Sandy Hartman is frustrated. She’s not allowed back to work at London Health Sciences Centre because she’s not been vaccinated against COVID-19.
“At this point in time, the policy is outdated, and I’m hoping we can see some change,” said Hartman.
A staff nurse at LHSC for the past 12 years, Hartman, who is eight months pregnant, has been put on an unpaid leave of absence by the hospital because of her vaccination status.
She believes the softening of other COVID regulations recently, like mandatory masking and patient screening, means she should be allowed back to work.
“We’re letting patients and families come into the hospital not knowing their vaccination status, and we are allowing staff who are COVID positive to be working, yet I can’t go back to work as a healthy, unvaccinated staff member,” said Hartman.
Alanna Fitzpatrick knows exactly what Hartman is going through. She had her privileges to practice plastic and reconstructive surgery at the Stratford General Hospital suspended in November of 2021 because she wouldn’t get vaccinated.

### Questions on the material
(1) Echo the passage of the article on unvaccinated hospital staff word for word, starting at "Sandy Hartman is" and ending at "back to work.".
(2) List every length of time and every date that the article on unvaccinated hospital staff mentions.
(3) Write the next part of the article on unvaccinated hospital staff, picking up after its final sentence.

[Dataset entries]

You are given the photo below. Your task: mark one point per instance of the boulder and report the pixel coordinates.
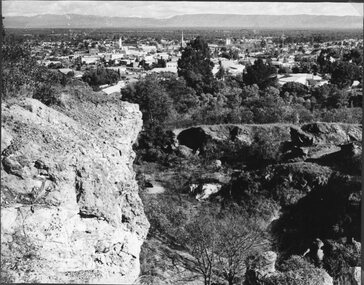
(262, 271)
(70, 205)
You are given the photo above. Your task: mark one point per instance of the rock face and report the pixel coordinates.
(70, 205)
(262, 271)
(312, 134)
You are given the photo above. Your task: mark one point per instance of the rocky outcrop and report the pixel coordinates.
(262, 271)
(70, 206)
(308, 135)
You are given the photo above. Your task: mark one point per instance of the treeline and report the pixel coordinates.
(22, 76)
(195, 97)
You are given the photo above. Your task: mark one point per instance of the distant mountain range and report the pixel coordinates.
(188, 21)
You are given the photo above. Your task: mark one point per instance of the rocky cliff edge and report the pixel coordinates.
(70, 210)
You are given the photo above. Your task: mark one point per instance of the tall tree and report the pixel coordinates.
(260, 73)
(195, 66)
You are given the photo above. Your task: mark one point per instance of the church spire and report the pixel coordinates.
(182, 41)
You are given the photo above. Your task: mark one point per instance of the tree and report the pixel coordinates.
(238, 238)
(202, 244)
(344, 73)
(295, 88)
(220, 243)
(153, 100)
(195, 66)
(260, 73)
(100, 76)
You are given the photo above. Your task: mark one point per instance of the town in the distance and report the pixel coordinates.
(131, 54)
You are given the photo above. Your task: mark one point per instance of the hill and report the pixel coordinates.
(187, 21)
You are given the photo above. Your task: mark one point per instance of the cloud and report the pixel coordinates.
(168, 8)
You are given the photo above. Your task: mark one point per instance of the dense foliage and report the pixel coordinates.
(100, 76)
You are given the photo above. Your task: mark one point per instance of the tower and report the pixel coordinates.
(182, 41)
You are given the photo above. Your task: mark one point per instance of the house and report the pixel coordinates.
(232, 67)
(172, 64)
(115, 88)
(66, 71)
(90, 59)
(303, 78)
(164, 69)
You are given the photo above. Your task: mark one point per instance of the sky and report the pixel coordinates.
(154, 9)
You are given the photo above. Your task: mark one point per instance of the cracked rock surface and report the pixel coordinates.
(70, 206)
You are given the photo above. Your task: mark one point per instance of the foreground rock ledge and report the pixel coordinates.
(70, 206)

### Per-task answers
(1)
Sandy Hartman is frustrated. She’s not allowed back to work at London Health Sciences Centre because she’s not been vaccinated against COVID-19.
“At this point in time, the policy is outdated, and I’m hoping we can see some change,” said Hartman.
A staff nurse at LHSC for the past 12 years, Hartman, who is eight months pregnant, has been put on an unpaid leave of absence by the hospital because of her vaccination status.
She believes the softening of other COVID regulations recently, like mandatory masking and patient screening, means she should be allowed back to work.

(2)
- the past 12 years
- eight months
- November of 2021

(3)
“I don’t think anyone would argue that a healthcare worker who had two primary doses two years ago would have any risk difference than someone with natural immunity,” said the Stratford, Ont. surgeon.
Alanna Fitzpatrick and Sandy Hartman met in Stratford on June 15, 2023, to discuss hospital vaccination policies that have cost both of them their paycheque. (Scott Miller/CTV News London)
While other COVID regulations have loosened at Ontario hospitals this year, mandatory vaccination is still a requirement, according to hospital officials.
“The emergency is over, the pandemic is not over. COVID-19 is still present in our communities. We encourage people to maintain their boosters, and we provide care to vulnerable individuals, so it really is to protect our patients, staff, and visitors,” said Mary Cardinal, Huron-Perth Healthcare Alliance’s (HPHA) Vice-President of People and Chief Quality Executive.
Both Hartman and Fitzpatrick feel as though it’s time for Ontario hospitals to change their vaccine policies, especially since the province is in the midst of a chronic healthcare worker shortage that’s closing emergency departments across the province.
“It’s not just my job that gets saved, but many, many other nurses. Hundreds across Ontario would be able to get back into the workforce and be able to help in this crisis situation,” said Hartman.
“Probably the threat of a shortage of nurses is worse than the threat of COVID at this point,” said Fitzpatrick. “As a small town physician, I am really hoping it is going to be the small hospitals that move first, and recruit these nurses,” said Fitzpatrick.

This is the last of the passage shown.